Write out all of the lines below as a numbered list, omitting any blank lines.

Material for this exercise:
▼

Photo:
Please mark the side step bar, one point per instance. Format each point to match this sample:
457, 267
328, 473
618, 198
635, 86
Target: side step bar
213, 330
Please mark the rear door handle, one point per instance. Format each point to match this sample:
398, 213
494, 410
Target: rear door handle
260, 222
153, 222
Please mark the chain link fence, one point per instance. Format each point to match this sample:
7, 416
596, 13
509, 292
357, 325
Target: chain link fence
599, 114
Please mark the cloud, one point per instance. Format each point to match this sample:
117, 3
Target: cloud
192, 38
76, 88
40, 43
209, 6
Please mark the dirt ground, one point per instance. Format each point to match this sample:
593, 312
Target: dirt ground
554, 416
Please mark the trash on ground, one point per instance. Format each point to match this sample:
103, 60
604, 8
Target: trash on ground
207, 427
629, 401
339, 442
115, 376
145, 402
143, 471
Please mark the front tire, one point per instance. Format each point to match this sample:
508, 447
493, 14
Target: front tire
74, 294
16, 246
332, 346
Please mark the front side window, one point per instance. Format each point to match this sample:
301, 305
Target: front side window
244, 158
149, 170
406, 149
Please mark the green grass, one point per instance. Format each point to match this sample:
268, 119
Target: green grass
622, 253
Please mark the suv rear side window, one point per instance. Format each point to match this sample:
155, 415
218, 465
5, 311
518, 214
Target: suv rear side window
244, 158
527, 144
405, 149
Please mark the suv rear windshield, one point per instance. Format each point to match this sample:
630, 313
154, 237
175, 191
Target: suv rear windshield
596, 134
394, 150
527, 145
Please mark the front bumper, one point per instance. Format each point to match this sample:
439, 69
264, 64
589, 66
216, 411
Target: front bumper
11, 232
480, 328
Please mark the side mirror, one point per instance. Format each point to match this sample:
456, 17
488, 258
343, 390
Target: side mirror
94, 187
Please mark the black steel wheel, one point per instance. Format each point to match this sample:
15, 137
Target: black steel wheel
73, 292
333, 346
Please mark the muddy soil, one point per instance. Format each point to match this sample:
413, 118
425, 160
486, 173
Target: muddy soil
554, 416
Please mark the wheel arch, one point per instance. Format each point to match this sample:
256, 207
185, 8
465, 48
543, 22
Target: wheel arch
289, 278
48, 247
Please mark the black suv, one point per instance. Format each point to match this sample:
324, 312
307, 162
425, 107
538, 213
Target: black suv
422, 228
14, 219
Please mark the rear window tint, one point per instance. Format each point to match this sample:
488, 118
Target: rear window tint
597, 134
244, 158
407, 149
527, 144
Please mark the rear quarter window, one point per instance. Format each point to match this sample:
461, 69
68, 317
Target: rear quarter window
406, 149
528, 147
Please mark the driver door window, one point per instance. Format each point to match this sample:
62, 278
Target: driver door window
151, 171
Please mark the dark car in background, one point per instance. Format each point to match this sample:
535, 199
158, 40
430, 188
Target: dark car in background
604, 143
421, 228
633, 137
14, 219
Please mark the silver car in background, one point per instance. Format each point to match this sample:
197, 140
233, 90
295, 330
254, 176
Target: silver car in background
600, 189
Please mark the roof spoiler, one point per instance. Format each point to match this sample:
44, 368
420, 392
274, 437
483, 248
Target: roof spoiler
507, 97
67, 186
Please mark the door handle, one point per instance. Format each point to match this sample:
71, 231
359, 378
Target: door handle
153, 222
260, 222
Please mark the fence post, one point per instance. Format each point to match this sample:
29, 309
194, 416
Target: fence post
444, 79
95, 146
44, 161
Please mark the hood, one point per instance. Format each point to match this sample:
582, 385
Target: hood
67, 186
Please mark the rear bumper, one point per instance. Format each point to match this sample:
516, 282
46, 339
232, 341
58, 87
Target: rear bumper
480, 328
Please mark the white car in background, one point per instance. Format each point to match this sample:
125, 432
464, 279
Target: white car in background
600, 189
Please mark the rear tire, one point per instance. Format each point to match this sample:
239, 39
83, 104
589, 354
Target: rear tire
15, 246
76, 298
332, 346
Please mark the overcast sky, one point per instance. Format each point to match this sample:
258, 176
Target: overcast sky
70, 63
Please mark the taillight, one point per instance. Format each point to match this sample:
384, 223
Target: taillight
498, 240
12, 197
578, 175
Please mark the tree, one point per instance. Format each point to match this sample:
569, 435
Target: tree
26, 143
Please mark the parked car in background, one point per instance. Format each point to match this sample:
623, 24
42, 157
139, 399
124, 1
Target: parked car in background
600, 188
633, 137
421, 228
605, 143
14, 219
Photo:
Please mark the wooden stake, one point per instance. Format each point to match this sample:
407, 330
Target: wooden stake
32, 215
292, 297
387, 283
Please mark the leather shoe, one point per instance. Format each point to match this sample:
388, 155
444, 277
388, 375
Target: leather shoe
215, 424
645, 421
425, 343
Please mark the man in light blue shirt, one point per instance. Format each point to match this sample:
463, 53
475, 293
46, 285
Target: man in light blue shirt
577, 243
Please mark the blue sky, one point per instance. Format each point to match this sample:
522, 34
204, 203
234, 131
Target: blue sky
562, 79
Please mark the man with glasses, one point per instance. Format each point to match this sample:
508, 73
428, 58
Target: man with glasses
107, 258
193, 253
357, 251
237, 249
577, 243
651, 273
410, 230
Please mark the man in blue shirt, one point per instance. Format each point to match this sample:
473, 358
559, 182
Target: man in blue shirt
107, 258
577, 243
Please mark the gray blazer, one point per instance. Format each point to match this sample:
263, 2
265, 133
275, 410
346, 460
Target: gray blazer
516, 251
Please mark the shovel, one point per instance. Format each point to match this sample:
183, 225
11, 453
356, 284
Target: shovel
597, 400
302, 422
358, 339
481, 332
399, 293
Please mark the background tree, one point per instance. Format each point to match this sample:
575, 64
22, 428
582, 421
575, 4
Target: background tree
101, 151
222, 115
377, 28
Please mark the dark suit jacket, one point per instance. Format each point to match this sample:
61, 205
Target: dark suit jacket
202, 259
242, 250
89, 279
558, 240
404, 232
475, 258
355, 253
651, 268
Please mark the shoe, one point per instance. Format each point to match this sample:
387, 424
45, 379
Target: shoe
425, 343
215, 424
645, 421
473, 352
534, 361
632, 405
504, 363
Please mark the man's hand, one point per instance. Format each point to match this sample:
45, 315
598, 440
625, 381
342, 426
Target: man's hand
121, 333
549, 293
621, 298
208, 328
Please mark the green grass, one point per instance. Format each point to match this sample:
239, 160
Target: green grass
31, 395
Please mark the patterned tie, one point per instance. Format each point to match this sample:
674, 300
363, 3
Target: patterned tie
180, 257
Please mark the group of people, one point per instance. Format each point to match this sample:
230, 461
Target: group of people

▲

Correct output:
1. Photo:
2. Please mark the side step bar, one point per instance. Format each point to match this sample:
3. 457, 267
4. 328, 473
5. 618, 198
6. 635, 86
7. Target: side step bar
8. 213, 330
9. Please mark the rear door handle, one point per instance. Format each point to match this sample:
10. 398, 213
11. 494, 410
12. Target: rear door handle
13. 260, 222
14. 153, 222
15. Please mark the chain link fence, one point per instance. Format each point to match this sample:
16. 7, 416
17. 596, 13
18. 509, 292
19. 357, 325
20. Target: chain link fence
21. 599, 114
22. Please mark the cloud, one point per instance. Format each point to match this sample:
23. 117, 3
24. Target: cloud
25. 192, 38
26. 76, 88
27. 40, 43
28. 209, 6
29. Please mark the dirt ground, one point per instance. Format each point to match this sample:
30. 593, 312
31. Target: dirt ground
32. 554, 416
33. Please mark the trash on ground, one point per instance. Format each point to match this sample:
34. 103, 60
35. 604, 8
36. Target: trash on ground
37. 207, 427
38. 629, 401
39. 339, 442
40. 115, 376
41. 145, 402
42. 143, 471
43. Please mark the front tire, one point per instance. Format each point to match this sample:
44. 508, 447
45. 493, 14
46. Target: front tire
47. 74, 294
48. 16, 246
49. 332, 346
50. Please mark the front side window, one point per instance. Format each point to match this sample:
51. 301, 305
52. Target: front side window
53. 244, 158
54. 149, 170
55. 406, 149
56. Please mark the green grass, one point per instance. Format each point to match this sample:
57. 268, 119
58. Target: green grass
59. 622, 253
60. Please mark the suv rear side window, one point per instance. Format each point to match this sample:
61. 155, 415
62. 218, 465
63. 5, 311
64. 518, 214
65. Target: suv rear side window
66. 244, 158
67. 527, 144
68. 405, 149
69. Please mark the suv rear windshield, one point per instance. Format each point to match this sample:
70. 630, 313
71. 154, 237
72. 175, 191
73. Target: suv rear windshield
74. 596, 134
75. 394, 150
76. 527, 145
77. Please mark the front bumper, one point per instance. Format each point to match this sample:
78. 439, 69
79. 264, 64
80. 589, 66
81. 216, 411
82. Target: front bumper
83. 11, 232
84. 480, 328
85. Please mark the side mirror, one point per instance. Format each point to match this sample:
86. 456, 17
87. 488, 258
88. 343, 390
89. Target: side mirror
90. 94, 187
91. Please mark the black steel wheel, one point per instance. Format each point to match this sample:
92. 15, 137
93. Target: black steel wheel
94. 73, 292
95. 333, 346
96. Please mark the muddy soil, one point per instance. Format each point to match this sample:
97. 413, 118
98. 425, 160
99. 486, 173
100. Target: muddy soil
101. 554, 416
102. Please mark the wheel arch, one point per instance. Format each point to match this sample:
103. 256, 207
104. 185, 8
105. 465, 48
106. 543, 22
107. Target: wheel arch
108. 289, 278
109. 48, 247
110. Please mark the black suv, one point per instance. Format each point to match this sample:
111. 324, 312
112. 307, 162
113. 425, 107
114. 538, 213
115. Target: black suv
116. 422, 228
117. 14, 219
118. Please mark the rear window tint, one point per instance. Format each point to match this sample:
119. 488, 118
120. Target: rear window tint
121. 597, 134
122. 244, 158
123. 407, 149
124. 527, 144
125. Please mark the rear quarter window, one point per instance. Format each point to match this sample:
126. 461, 69
127. 68, 317
128. Target: rear quarter window
129. 406, 149
130. 528, 147
131. Please mark the driver door window, one point per instance. Format each point to match this sample:
132. 62, 278
133. Target: driver door window
134. 151, 171
135. Please mark the dark car in background, one point per instance. Format each point to match this sample:
136. 535, 199
137. 158, 40
138. 430, 188
139. Target: dark car in background
140. 604, 143
141. 421, 228
142. 633, 137
143. 14, 219
144. Please mark the silver car in background, one point per instance. Format each point to match this sample:
145. 197, 140
146. 233, 90
147. 295, 330
148. 254, 176
149. Target: silver car in background
150. 600, 189
151. Please mark the roof spoiler, one point per instance. Format each point to match this sample:
152. 44, 368
153. 420, 392
154. 274, 437
155. 483, 248
156. Target: roof spoiler
157. 507, 97
158. 67, 186
159. Please mark the door handle, one point per instance. Format each point to match this sample:
160. 71, 231
161. 359, 378
162. Target: door handle
163. 153, 222
164. 260, 222
165. Please mark the fence post, one point per instance. Format each point to match this sample:
166. 29, 309
167. 194, 416
168. Target: fence post
169. 444, 79
170. 95, 146
171. 44, 161
172. Please mark the hood, one point per instance. Format each point to match this sample:
173. 582, 385
174. Target: hood
175. 67, 186
176. Please mark the rear bumper, one point per instance. Format each point to match this sample:
177. 516, 282
178. 46, 339
179. 232, 341
180. 58, 87
181. Target: rear bumper
182. 480, 328
183. Please mark the white car in background, one point per instance. Format each point to match this sample:
184. 125, 432
185. 464, 279
186. Target: white car in background
187. 600, 189
188. Please mark the rear tire, one point per instance. Format each point to match this sample:
189. 239, 39
190. 83, 104
191. 589, 354
192. Target: rear tire
193. 15, 246
194. 76, 298
195. 332, 346
196. Please mark the overcast sky, one point per instance. Format each point to match this sample:
197. 258, 176
198. Target: overcast sky
199. 70, 63
200. Please mark the taillight, one point per instance. Format each point to match this sample:
201. 384, 223
202. Target: taillight
203. 498, 240
204. 12, 197
205. 578, 175
206. Please mark the tree, one point per instance. Format each point to match this sample:
207. 569, 435
208. Target: tree
209. 26, 143
210. Please mark the parked car in background, one point per instance. Format each point to match this sample:
211. 623, 24
212. 42, 157
213. 139, 399
214. 124, 1
215. Target: parked car in background
216. 600, 188
217. 633, 137
218. 421, 228
219. 605, 143
220. 14, 219
221. Photo:
222. Please mark the wooden stake, one point per instance. Format each point to match this sample:
223. 407, 330
224. Target: wooden stake
225. 32, 215
226. 292, 297
227. 387, 283
228. Please mark the leather shoe, one point per instance. Format each point to match this sample:
229. 388, 155
230. 444, 277
231. 388, 375
232. Target: leather shoe
233. 215, 424
234. 645, 421
235. 425, 343
236. Please mark the man in light blue shirt, one point per instance. Format each point to match this sample:
237. 463, 53
238. 475, 293
239. 46, 285
240. Target: man in light blue shirt
241. 577, 243
242. Please mark the blue sky, one point per instance. Format each point to match this sample:
243. 522, 34
244. 204, 203
245. 234, 131
246. Target: blue sky
247. 562, 79
248. Please mark the man with glasses, one point per instance. Format each point to match this sample:
249. 508, 73
250. 428, 58
251. Target: man with glasses
252. 107, 258
253. 193, 253
254. 357, 251
255. 237, 249
256. 577, 243
257. 651, 273
258. 410, 230
259. Please mark the man in blue shirt, one point per instance. Format each point to match this sample:
260. 473, 358
261. 559, 182
262. Target: man in blue shirt
263. 107, 258
264. 577, 243
265. Please mark the gray blazer, one point per instance. Format each point to match this sample:
266. 263, 2
267. 265, 133
268. 275, 410
269. 346, 460
270. Target: gray blazer
271. 516, 251
272. Please mark the shovel, one point per instance. Format each point to match this sample:
273. 183, 225
274. 11, 453
275. 356, 284
276. Target: shovel
277. 597, 400
278. 302, 422
279. 358, 339
280. 481, 332
281. 399, 293
282. Please mark the background tree, one point per instance. Format each point to match this sample:
283. 575, 64
284. 22, 428
285. 582, 421
286. 575, 4
287. Target: background tree
288. 101, 151
289. 222, 115
290. 377, 28
291. Please mark the dark suit jacket, one point per instance. Format each point to match this sample:
292. 61, 205
293. Target: dark suit jacket
294. 202, 259
295. 242, 250
296. 89, 279
297. 558, 240
298. 404, 232
299. 475, 258
300. 355, 253
301. 651, 268
302. Please mark the shoe, one point per instance. Format each point to match this sample:
303. 387, 424
304. 45, 379
305. Target: shoe
306. 425, 343
307. 215, 424
308. 645, 421
309. 473, 352
310. 534, 361
311. 632, 405
312. 504, 363
313. Please mark the man's hand, one point per instance. Format each point to match this sample:
314. 45, 315
315. 598, 440
316. 625, 381
317. 342, 426
318. Target: man's hand
319. 121, 333
320. 549, 293
321. 621, 298
322. 208, 328
323. Please mark the green grass, one point per instance. Format each point to match this sample:
324. 239, 160
325. Target: green grass
326. 31, 395
327. Please mark the patterned tie, one point per instance. Format each point to match this sample:
328. 674, 300
329. 363, 3
330. Target: patterned tie
331. 180, 257
332. Please mark the group of people, one point per instance. Format each point to match this sample:
333. 230, 461
334. Target: group of people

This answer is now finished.